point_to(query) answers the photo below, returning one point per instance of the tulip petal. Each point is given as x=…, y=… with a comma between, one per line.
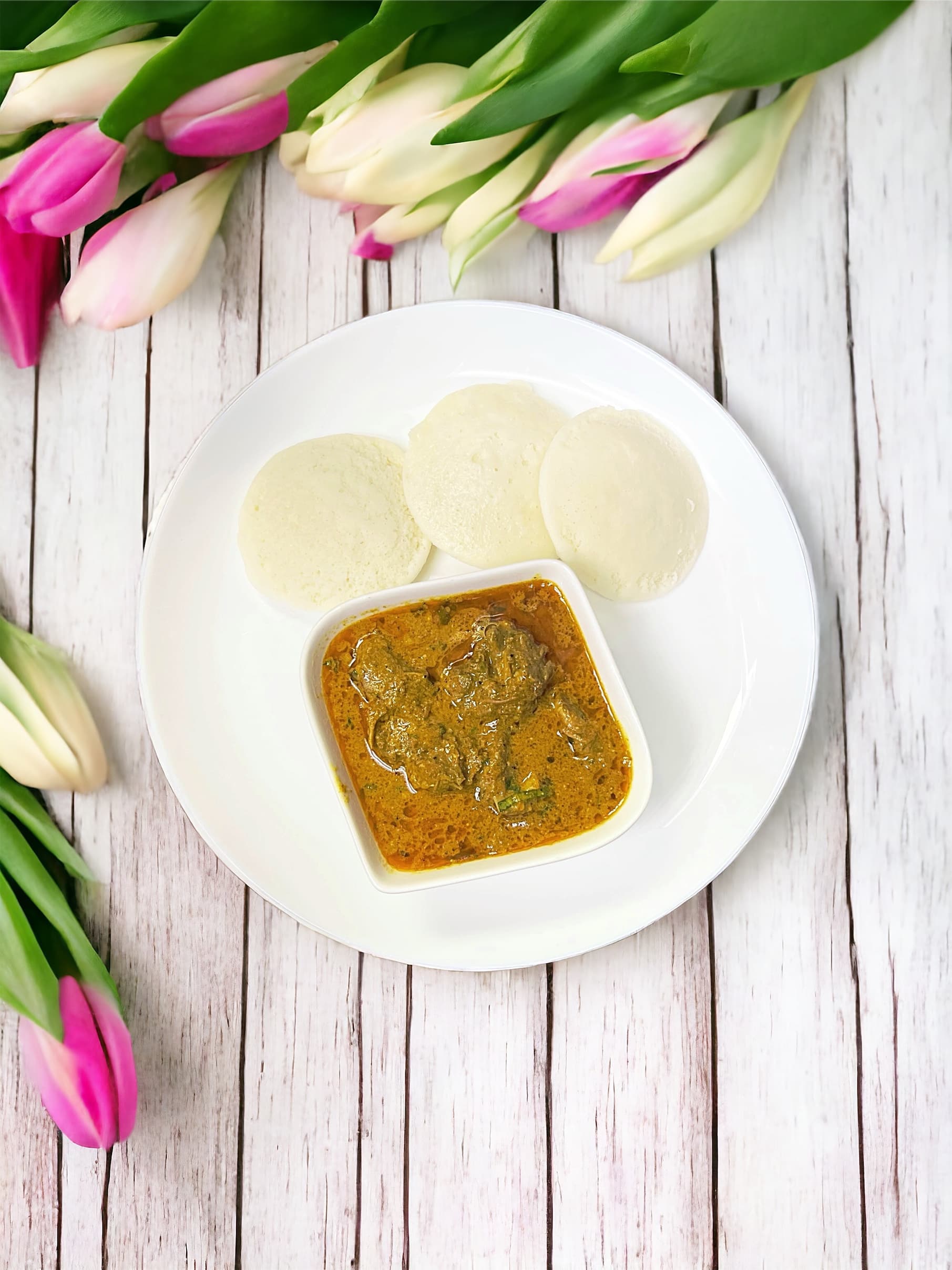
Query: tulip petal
x=31, y=280
x=78, y=89
x=150, y=255
x=385, y=114
x=367, y=247
x=118, y=1049
x=231, y=133
x=712, y=194
x=255, y=82
x=73, y=1076
x=63, y=182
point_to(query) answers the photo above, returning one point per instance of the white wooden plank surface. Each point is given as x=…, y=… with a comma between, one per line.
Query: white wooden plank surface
x=88, y=529
x=601, y=1115
x=789, y=1167
x=28, y=1165
x=478, y=1043
x=301, y=1058
x=631, y=1028
x=899, y=656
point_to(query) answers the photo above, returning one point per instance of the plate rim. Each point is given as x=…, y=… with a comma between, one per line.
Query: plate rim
x=671, y=369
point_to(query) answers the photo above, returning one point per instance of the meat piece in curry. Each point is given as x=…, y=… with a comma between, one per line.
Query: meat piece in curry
x=474, y=726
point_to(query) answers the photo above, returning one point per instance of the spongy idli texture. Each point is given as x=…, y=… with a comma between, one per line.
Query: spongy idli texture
x=472, y=473
x=326, y=521
x=625, y=502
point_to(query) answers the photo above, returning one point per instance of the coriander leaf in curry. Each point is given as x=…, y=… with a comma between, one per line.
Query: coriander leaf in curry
x=483, y=726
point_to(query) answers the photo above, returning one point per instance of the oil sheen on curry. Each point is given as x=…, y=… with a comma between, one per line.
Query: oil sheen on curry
x=474, y=726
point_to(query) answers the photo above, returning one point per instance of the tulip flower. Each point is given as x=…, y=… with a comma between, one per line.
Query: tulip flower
x=488, y=214
x=378, y=229
x=31, y=280
x=712, y=194
x=47, y=735
x=145, y=258
x=293, y=146
x=378, y=149
x=79, y=89
x=235, y=114
x=63, y=182
x=87, y=1081
x=610, y=163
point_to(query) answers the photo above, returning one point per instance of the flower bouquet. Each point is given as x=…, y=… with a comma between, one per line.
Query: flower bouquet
x=131, y=124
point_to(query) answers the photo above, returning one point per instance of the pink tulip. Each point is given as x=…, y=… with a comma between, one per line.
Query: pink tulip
x=235, y=114
x=579, y=190
x=88, y=1080
x=366, y=246
x=142, y=259
x=31, y=280
x=63, y=182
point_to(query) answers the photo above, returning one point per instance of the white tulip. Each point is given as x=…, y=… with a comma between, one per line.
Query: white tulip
x=712, y=194
x=47, y=735
x=79, y=89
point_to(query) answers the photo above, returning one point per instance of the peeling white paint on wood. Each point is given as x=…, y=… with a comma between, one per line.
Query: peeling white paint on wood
x=899, y=649
x=785, y=993
x=631, y=1029
x=666, y=1127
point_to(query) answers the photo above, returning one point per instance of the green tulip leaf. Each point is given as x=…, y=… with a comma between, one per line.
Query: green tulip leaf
x=26, y=21
x=224, y=37
x=27, y=982
x=19, y=861
x=465, y=40
x=21, y=803
x=561, y=55
x=751, y=44
x=89, y=23
x=394, y=23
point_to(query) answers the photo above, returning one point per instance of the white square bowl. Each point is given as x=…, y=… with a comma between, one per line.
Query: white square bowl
x=550, y=571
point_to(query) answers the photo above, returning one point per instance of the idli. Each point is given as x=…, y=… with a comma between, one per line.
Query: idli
x=472, y=473
x=625, y=502
x=326, y=520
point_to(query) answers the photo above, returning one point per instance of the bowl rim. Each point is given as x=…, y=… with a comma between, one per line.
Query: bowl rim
x=383, y=876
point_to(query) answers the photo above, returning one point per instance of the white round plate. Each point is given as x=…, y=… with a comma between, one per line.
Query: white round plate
x=721, y=671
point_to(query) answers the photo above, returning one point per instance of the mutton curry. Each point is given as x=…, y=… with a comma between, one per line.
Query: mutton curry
x=474, y=726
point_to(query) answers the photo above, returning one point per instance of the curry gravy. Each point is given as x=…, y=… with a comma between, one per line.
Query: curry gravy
x=474, y=726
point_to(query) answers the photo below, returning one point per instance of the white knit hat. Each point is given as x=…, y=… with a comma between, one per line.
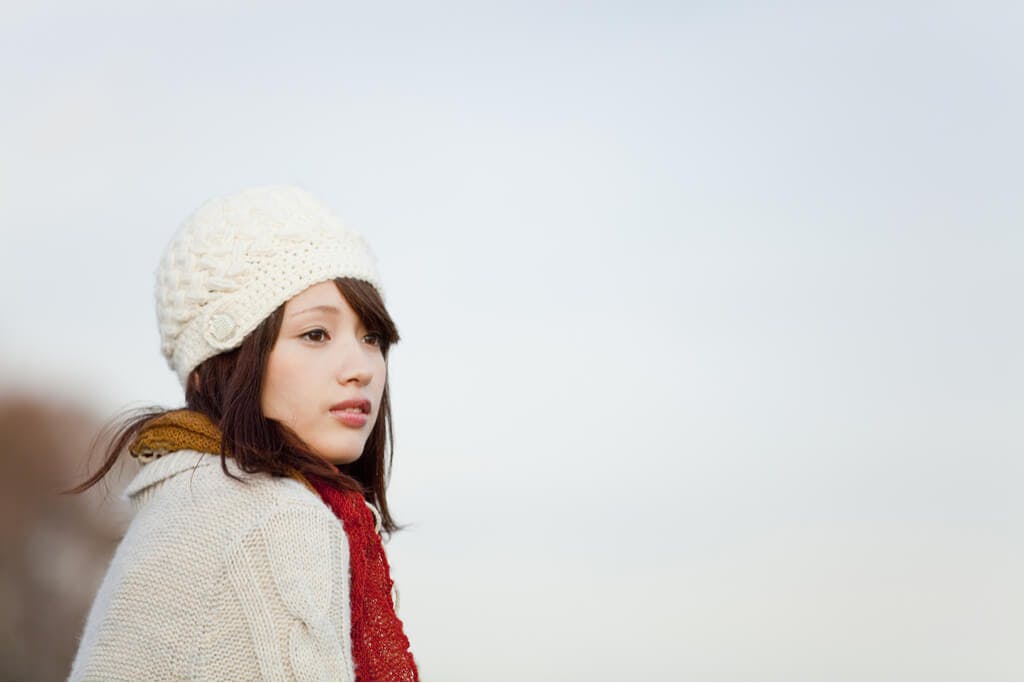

• • • •

_DIRECTIVE_. Please report how many lines of the material above contain the word "bowl", matching case exactly, and reply with the number alone.

_TASK SOLUTION_. 4